**INSTRUCTIONS**.
1. Answer these questions about the forum thread on hydrogen and Big Oil:
(a) How many hydrogen patents does one commenter believe big oil owns?
(b) Which site is said to have the best technical coverage on green techs?
(c) What does the reply to @gor say Big Oil will eventually become?
2. Write the next part of the forum thread on hydrogen and Big Oil, following on from its final comment.

**EXCERPTED TEXT**.
I think that they just sell this patent to big oil for a quick profit and we won't see it on the market in the next 50 years. They say something great to sell it and give it a plus-value but they say that it is not ready because it was sold to big oil that want to flush it to the trash while impeding anyone to commercialize it.

Im sure that big oil own 200 or more patents in the hydrogen technology, all not commercialize.

Agree, DM, GCC has the best technical coverage on Green Techs. Now that the cost of solar and wind energy is low and is getting lower, a low-cost electrolyzer system like that is shown here will move us a step closer to an H2 economy while phasing out fossil fuels.

@gor,
Eventually, Big Oil will become Big Hydrogen because oil and gas wells will run dry, and H2 is the lowest-cost and most efficient synthetic fuel that one can make from non-fossil energy sources . However, if H2 will become profitable sooner, new investments in fossil fuels will stop and will go to investments in H2 and RE. It is just a matter of time! My crystal ball now says that new investments in oil, gas, and coal should now stop, to be switched over to RE, H2 and battery.

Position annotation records
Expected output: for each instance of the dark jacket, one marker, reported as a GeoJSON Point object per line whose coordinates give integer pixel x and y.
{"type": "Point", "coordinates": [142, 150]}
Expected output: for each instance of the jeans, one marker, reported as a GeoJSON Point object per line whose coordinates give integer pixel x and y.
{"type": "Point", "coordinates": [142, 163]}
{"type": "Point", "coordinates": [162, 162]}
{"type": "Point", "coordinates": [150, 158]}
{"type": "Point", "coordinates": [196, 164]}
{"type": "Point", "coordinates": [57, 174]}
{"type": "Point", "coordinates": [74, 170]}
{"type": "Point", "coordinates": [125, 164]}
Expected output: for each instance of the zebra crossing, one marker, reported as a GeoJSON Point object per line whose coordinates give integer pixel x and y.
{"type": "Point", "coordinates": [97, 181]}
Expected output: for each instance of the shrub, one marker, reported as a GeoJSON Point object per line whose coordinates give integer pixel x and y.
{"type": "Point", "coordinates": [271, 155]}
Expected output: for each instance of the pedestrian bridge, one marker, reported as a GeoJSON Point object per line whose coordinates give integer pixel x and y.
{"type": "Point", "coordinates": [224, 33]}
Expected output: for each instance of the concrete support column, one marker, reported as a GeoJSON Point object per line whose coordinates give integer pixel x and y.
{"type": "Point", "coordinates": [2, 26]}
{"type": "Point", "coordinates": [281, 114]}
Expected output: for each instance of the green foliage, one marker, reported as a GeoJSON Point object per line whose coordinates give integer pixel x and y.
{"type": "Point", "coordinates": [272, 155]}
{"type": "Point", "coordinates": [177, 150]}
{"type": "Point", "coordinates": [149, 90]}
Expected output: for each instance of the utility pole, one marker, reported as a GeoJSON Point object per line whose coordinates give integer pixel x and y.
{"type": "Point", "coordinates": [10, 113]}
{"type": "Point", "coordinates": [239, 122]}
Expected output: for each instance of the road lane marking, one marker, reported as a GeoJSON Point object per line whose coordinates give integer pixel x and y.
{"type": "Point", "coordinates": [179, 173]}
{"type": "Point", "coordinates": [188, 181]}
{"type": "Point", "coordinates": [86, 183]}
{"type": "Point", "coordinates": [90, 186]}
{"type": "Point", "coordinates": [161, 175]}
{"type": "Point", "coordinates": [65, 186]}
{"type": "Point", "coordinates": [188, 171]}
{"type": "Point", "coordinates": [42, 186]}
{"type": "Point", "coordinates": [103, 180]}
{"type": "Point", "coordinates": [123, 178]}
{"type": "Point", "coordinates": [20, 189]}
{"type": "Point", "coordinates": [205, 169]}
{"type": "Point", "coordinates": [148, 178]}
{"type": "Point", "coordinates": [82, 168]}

**OUTPUTS FOR THE TASKS**.
1.
(a) 200 or more.
(b) GCC.
(c) Big Hydrogen.

2.
H2 is so simple to synthesize from non-fossil fuel sources and can be made right at the point of consumption, thus saving a lot of expenses and energy in transporting the oil and gas long distance from the well, and then considerable cost in oil refining and Nat Gas purification, and then transporting the refined fossil fuels to the point of consumption. That is why oil will remain expensive while H2 will cost very little to make.

Roger, your ability to believe that H2 will be cost-effectively produced from anything other than natural gas is an impressive feat of mental gymnastics. I say that with genuine awe.

At least Davemart is honest about where the H2 will be coming from, which I respect.

The last post I made was getting rather long, so I will look at the question of CO2 emissions here.

For a start hydrogen from natural gas, without considering the host of other technologies coming along very nicely with far lower CO2, is way lower in CO2 than the present use of petrol, so you are talking about a very large decrease even pending lower CO2 technologies.

You then talk as though EVs were running on solar.
They aren't.
A heck of a lot of their power comes from coal, which is way more CO2 heavy than NG.

Now maybe one day hugely more of the grid will come from solar, up from the present less than 1%, and maybe batteries will store it overnight.

In that case it is odd to be talking a lot about your '$1gge' with nary a mention of the capital costs of batteries here, there and everywhere.

They won't do a thing to solve annual solar variation anyway, which hydrogen does.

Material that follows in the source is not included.